Directions for this task ▸ Reproduce the lines of the records below word for word, starting at the line containing "Practice step: locate the street lamp" and ending at the line containing "x=717, y=391", with both of those lines included.

Supplied data ▸

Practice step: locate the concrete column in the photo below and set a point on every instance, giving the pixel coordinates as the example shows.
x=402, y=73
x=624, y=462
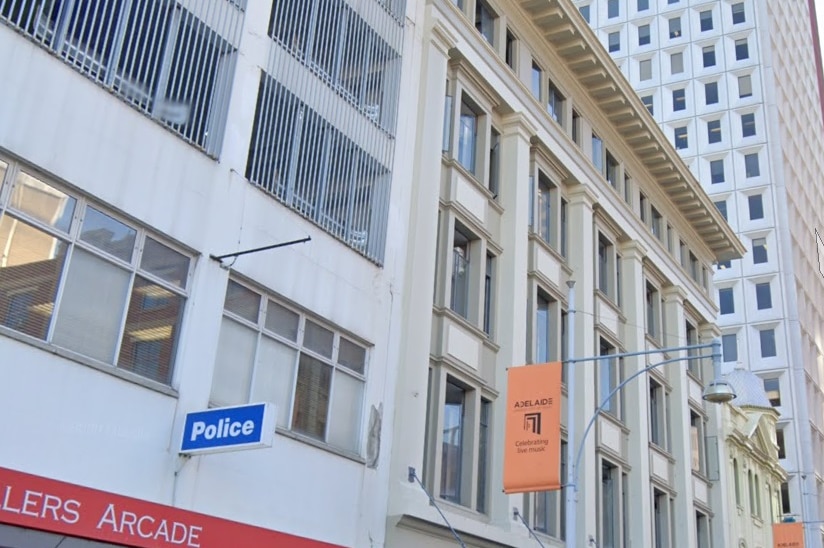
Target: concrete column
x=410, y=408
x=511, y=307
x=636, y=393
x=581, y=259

...

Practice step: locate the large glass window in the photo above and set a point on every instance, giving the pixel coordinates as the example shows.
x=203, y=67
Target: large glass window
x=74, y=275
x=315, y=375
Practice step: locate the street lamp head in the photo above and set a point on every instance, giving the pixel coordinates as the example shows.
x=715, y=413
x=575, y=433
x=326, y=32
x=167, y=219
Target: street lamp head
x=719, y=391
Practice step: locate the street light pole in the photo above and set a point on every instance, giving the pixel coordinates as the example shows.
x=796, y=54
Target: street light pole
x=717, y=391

Expected answer ▸
Practice step: locate the street lamp head in the photo above and set a point on every instance, giving the pixel coordinates as the example shows.
x=715, y=413
x=575, y=433
x=326, y=32
x=167, y=219
Target: street lamp head
x=719, y=391
Practice step: locate the street light pole in the photo above and set a point on every instance, giving the pixel coordinates as the example shows.
x=796, y=54
Target: street light pole
x=717, y=391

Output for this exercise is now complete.